What you have to do: Every entry that follows needs to be repeated exactly.

Supplied records:
:::::

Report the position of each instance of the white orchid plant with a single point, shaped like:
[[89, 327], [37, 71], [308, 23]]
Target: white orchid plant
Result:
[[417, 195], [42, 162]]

:::::

Answer for this exercise:
Report the position of each instance of the white orchid plant with a single point, shaped like:
[[89, 327], [37, 71], [308, 23]]
Target: white orchid plant
Result:
[[417, 195], [42, 162]]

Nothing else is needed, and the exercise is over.